## Problem description
Output each record in full, exactly as it stands.

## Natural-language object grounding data
--*--
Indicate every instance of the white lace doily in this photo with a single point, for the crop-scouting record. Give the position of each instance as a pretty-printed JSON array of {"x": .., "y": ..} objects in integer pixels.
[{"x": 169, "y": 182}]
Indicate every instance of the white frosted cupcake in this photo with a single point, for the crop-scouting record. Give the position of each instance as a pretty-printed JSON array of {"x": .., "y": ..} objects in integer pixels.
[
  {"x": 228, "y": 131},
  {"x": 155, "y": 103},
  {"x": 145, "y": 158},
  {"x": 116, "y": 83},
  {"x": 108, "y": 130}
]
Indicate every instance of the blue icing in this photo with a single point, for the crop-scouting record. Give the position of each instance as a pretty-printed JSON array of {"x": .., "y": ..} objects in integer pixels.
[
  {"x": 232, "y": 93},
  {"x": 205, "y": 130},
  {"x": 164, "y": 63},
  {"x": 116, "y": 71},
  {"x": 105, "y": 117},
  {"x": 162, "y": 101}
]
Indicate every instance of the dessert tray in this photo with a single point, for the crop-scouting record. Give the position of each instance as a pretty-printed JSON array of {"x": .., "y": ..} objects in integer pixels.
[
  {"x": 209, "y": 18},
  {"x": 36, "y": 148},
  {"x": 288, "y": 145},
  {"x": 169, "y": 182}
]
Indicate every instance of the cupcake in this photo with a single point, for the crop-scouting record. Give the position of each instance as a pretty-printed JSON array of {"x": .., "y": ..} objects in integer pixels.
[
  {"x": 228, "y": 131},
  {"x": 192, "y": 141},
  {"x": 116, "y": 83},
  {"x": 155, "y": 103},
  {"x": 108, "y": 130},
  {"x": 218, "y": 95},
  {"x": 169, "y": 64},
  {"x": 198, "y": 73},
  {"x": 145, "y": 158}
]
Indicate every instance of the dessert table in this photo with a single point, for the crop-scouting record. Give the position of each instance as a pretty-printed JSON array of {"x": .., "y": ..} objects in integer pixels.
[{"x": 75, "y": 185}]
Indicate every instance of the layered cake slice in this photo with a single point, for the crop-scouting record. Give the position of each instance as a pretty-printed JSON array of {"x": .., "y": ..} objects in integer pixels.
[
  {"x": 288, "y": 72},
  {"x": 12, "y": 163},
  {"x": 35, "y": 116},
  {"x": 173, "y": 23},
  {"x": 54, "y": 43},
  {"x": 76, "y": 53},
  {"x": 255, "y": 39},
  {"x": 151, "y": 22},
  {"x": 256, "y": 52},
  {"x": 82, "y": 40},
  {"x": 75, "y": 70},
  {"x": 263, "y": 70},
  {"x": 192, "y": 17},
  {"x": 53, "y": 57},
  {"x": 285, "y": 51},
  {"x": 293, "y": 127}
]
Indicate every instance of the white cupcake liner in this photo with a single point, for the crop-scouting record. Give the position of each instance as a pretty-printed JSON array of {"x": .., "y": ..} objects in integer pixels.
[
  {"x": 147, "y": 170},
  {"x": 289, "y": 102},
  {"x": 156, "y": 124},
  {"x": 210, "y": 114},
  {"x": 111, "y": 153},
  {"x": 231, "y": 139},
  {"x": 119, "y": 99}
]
--*--
## Answer space
Indicate every instance of the white lace doily in this photo with a single point, for the crop-scouting record. Give the position of each instance as a pretty-printed JSON array of {"x": .., "y": ..} objects in integer pixels.
[{"x": 169, "y": 182}]
Indicate every instance of the white frosted cupcake in this photo with a single point, for the crop-scouting record. Give the position of each instance as a pretty-printed JSON array of {"x": .., "y": ..} objects in integer pixels.
[
  {"x": 228, "y": 131},
  {"x": 155, "y": 103},
  {"x": 145, "y": 158},
  {"x": 116, "y": 83},
  {"x": 108, "y": 130}
]
Indicate every instance of the blue icing in this photo with a single point, for the crop-scouting record. Give the position of each instance as a pretty-printed JSON array of {"x": .., "y": ..} objects in integer pixels.
[
  {"x": 232, "y": 93},
  {"x": 205, "y": 130},
  {"x": 164, "y": 63},
  {"x": 116, "y": 71},
  {"x": 105, "y": 117},
  {"x": 162, "y": 101}
]
Indicate every instance of the dessert tray in this photo with a single point, for the crop-scouting record. Give the position of each instance as a pretty-printed JSON array of {"x": .., "y": ..} objects in integer pixels.
[
  {"x": 209, "y": 18},
  {"x": 36, "y": 148},
  {"x": 288, "y": 145},
  {"x": 169, "y": 182}
]
Indicate every instance of the cupcake in this photo with a single point, for the crop-scouting record. Give the position of each instance as a pretty-printed JSON array of {"x": .., "y": ..} objects in integer pixels.
[
  {"x": 228, "y": 131},
  {"x": 192, "y": 141},
  {"x": 116, "y": 83},
  {"x": 155, "y": 103},
  {"x": 108, "y": 130},
  {"x": 218, "y": 95},
  {"x": 169, "y": 64},
  {"x": 198, "y": 73},
  {"x": 145, "y": 158}
]
Indicate every instance of the dessert table in this photo with a single point, for the crop-scouting record. Give the position of each instance as a pretty-printed JSON array of {"x": .., "y": ..} objects in integer pixels.
[{"x": 75, "y": 185}]
Indicate every instance of the layered cake slice in this photo with a single point, for the crop-scouting record. Give the position of each instance as a pretty-printed JSON array of {"x": .., "y": ..} objects in integer pixels.
[
  {"x": 288, "y": 72},
  {"x": 12, "y": 163},
  {"x": 35, "y": 116},
  {"x": 173, "y": 23},
  {"x": 54, "y": 43},
  {"x": 76, "y": 53},
  {"x": 255, "y": 39},
  {"x": 151, "y": 22},
  {"x": 256, "y": 52},
  {"x": 82, "y": 40},
  {"x": 75, "y": 70},
  {"x": 263, "y": 70},
  {"x": 192, "y": 17},
  {"x": 53, "y": 57},
  {"x": 285, "y": 51},
  {"x": 293, "y": 127}
]
Indicate every instance of the white cupcake liner in this photo with a single point, for the crop-scouting record. Give the position of each instance as a pretty-printed JSON array of {"x": .., "y": ..} objects in integer pixels.
[
  {"x": 147, "y": 170},
  {"x": 289, "y": 102},
  {"x": 156, "y": 124},
  {"x": 210, "y": 114},
  {"x": 111, "y": 153},
  {"x": 231, "y": 139},
  {"x": 119, "y": 99}
]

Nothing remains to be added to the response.